▶ _Objectif annoncé 1_: Recopiez à l’identique le passage de l’extrait sur le tourisme à Buffalo qui commence par les mots « Au début, cela » et se termine par « étrangers cet été. ».

▶ _Extrait de page_:
════════
Cette campagne marketing, qui comprenait un concours permettant de gagner une carte-cadeau d’une valeur de 500 dollars américains, visait à montrer aux voisins du nord de Buffalo qu’ils étaient les bienvenus, attendus et regrettés.

Au début, cela semblait fonctionner, a expliqué Patrick Kaler, PDG de l’organisme touristique local Visit Buffalo Niagara. Plus de 1 000 personnes ont participé au concours. Mais à la fin du mois de juillet, il était clair que la vague estivale habituelle de visiteurs canadiens n’arriverait pas cette année.

Les difficultés rencontrées par Buffalo reflètent un ralentissement plus général du tourisme international aux États-Unis qui, selon les analystes du secteur, pourrait persister à l’avenir. Des villes frontalières du nord aux grandes destinations touristiques comme Las Vegas et Los Angeles, les lieux de voyage populaires ont signalé une baisse du nombre de visiteurs étrangers cet été.
════════
▶ _Données fournies_:
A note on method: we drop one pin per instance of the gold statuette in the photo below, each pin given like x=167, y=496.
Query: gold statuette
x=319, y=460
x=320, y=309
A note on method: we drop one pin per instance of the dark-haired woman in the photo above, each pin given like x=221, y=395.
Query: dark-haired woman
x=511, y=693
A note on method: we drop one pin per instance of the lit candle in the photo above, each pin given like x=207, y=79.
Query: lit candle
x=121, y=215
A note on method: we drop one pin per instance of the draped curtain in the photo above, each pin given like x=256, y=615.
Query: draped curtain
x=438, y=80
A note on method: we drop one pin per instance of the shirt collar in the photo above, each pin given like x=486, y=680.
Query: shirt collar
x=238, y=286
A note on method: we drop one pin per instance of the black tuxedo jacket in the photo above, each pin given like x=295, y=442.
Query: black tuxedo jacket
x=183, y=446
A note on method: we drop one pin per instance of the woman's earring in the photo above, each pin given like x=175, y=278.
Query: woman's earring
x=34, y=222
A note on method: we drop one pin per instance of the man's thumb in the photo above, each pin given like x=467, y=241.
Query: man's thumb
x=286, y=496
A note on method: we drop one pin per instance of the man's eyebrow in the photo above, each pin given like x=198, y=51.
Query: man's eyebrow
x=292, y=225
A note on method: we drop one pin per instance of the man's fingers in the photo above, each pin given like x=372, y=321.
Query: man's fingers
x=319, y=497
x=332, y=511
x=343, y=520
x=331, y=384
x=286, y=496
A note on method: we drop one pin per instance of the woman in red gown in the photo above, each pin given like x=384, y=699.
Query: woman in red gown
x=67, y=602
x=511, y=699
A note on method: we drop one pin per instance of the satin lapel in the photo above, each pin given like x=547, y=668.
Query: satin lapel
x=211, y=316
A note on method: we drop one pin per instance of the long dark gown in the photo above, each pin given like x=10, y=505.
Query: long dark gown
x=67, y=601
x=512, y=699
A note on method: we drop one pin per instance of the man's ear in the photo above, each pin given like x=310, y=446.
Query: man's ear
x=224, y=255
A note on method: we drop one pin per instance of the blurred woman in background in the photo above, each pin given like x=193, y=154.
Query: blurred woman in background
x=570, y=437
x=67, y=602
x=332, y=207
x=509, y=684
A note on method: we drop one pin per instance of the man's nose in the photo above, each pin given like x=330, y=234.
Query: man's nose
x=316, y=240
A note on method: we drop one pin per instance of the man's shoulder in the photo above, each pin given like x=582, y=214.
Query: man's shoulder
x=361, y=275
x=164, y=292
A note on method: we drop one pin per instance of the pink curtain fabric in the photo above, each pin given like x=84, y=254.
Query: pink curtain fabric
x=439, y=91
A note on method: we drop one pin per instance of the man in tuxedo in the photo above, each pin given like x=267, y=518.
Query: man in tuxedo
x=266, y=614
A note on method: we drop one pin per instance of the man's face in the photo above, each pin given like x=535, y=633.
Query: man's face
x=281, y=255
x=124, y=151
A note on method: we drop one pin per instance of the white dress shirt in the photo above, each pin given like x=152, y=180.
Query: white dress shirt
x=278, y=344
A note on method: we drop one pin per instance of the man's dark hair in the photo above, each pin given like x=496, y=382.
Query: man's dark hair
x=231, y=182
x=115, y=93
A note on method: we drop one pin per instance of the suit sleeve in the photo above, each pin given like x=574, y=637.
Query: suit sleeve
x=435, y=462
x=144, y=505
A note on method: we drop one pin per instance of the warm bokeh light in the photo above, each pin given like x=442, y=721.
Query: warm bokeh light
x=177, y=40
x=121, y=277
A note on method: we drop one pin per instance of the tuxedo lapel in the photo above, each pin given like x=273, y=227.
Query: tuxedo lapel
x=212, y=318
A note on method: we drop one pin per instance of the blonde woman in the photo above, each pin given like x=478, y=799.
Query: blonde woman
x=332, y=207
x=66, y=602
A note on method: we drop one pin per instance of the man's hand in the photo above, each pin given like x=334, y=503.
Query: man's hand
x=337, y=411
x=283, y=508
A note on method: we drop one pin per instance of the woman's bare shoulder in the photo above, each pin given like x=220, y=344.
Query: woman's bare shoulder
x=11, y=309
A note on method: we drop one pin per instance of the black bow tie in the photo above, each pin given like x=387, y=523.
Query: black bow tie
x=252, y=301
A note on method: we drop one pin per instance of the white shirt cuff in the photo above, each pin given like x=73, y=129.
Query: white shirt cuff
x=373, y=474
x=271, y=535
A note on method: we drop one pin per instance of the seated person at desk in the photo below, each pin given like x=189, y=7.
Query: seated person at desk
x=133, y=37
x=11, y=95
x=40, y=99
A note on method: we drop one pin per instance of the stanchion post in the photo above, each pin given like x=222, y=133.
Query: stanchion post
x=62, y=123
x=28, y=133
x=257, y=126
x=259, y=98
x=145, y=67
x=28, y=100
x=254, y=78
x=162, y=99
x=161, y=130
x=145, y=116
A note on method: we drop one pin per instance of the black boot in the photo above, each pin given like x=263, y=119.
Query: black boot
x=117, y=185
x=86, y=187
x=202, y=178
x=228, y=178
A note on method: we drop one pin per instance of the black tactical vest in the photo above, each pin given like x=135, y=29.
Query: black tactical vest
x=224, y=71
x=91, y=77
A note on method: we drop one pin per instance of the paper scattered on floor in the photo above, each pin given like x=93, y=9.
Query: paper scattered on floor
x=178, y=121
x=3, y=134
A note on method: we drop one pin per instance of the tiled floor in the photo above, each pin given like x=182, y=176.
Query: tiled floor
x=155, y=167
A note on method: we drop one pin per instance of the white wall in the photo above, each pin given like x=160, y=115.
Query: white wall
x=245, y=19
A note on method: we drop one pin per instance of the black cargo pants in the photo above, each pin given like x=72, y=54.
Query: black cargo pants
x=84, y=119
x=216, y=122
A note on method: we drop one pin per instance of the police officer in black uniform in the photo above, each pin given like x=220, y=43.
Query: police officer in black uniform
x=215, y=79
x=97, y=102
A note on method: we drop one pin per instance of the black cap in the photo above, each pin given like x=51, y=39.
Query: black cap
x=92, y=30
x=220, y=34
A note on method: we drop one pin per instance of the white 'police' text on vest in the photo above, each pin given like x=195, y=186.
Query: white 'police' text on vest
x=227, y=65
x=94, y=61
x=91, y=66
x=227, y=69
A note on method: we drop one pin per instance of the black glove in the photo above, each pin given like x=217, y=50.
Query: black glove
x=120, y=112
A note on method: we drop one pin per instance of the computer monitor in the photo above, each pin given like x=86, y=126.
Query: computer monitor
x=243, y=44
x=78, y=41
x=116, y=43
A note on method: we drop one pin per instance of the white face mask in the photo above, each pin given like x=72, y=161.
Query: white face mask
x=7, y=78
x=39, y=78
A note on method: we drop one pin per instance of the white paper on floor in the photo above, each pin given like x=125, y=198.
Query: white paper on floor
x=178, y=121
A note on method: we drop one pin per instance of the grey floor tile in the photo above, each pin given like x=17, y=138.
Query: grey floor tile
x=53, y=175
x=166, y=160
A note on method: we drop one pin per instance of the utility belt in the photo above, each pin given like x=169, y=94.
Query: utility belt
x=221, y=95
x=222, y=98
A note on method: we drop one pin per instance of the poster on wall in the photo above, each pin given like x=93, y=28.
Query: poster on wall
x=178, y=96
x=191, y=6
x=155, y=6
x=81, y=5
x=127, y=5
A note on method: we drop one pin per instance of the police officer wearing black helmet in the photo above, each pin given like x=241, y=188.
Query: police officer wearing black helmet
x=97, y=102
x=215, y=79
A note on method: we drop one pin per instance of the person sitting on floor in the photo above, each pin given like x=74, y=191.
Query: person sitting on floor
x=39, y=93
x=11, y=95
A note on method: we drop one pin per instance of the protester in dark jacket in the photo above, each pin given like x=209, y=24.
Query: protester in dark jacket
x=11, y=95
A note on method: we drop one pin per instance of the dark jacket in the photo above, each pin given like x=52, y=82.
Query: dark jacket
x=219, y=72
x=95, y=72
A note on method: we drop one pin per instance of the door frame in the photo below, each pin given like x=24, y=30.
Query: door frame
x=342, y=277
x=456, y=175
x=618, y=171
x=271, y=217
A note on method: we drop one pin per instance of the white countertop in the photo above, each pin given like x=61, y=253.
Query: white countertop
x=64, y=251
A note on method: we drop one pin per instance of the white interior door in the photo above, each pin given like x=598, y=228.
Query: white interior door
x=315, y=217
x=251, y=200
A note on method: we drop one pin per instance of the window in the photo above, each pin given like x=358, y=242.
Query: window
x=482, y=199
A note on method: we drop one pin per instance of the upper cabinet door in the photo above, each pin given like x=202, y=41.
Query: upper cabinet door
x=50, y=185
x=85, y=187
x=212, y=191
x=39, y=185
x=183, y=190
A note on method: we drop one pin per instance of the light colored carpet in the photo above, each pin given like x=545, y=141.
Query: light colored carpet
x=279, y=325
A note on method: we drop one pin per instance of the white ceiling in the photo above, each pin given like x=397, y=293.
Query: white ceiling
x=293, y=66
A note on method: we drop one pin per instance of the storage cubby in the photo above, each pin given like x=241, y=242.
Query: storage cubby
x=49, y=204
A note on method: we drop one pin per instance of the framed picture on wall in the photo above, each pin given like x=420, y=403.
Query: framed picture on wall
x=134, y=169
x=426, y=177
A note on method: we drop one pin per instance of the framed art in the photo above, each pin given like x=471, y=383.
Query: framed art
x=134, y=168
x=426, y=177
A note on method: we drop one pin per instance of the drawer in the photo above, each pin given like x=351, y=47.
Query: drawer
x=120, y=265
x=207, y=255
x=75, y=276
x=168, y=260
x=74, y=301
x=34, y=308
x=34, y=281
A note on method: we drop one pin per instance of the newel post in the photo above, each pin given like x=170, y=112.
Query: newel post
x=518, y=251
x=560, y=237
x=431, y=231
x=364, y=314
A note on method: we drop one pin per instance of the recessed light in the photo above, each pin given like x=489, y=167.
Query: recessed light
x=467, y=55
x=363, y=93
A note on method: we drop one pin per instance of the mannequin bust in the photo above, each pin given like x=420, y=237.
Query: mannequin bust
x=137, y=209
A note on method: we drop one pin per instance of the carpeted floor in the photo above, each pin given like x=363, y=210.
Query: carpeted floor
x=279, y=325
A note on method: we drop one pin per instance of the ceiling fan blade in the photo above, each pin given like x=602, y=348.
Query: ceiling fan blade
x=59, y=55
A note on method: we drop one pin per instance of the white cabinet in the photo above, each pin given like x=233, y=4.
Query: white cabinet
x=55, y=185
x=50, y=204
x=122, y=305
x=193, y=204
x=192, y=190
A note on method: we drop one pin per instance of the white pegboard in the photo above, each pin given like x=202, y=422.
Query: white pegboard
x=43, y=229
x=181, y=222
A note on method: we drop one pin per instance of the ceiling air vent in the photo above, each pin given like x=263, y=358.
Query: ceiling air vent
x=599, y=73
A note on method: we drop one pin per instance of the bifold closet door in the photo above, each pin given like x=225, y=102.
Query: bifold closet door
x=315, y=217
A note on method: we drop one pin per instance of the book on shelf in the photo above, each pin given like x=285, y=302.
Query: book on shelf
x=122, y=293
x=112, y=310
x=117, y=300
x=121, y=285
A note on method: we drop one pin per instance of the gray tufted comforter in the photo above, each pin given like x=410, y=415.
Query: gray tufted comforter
════════
▶ _Objectif annoncé 2_: Présentez en tableau Markdown, avec les colonnes « Numéro » et « Ligne », uniquement les lignes de la liste allant de celle qui contient « like x=310, y=446. » à celle qui contient « x=224, y=255 », ces deux lignes comprises. Omettez les lignes vides.

▶ _Résultat 1_:
Au début, cela semblait fonctionner, a expliqué Patrick Kaler, PDG de l’organisme touristique local Visit Buffalo Niagara. Plus de 1 000 personnes ont participé au concours. Mais à la fin du mois de juillet, il était clair que la vague estivale habituelle de visiteurs canadiens n’arriverait pas cette année.

Les difficultés rencontrées par Buffalo reflètent un ralentissement plus général du tourisme international aux États-Unis qui, selon les analystes du secteur, pourrait persister à l’avenir. Des villes frontalières du nord aux grandes destinations touristiques comme Las Vegas et Los Angeles, les lieux de voyage populaires ont signalé une baisse du nombre de visiteurs étrangers cet été.

▶ _Résultat 2_:
| Numéro | Ligne |
|---|---|
| 1 | A note on method: we drop one pin per instance of the man's ear in the photo above, each pin given like x=310, y=446. |
| 2 | Query: man's ear |
| 3 | x=224, y=255 |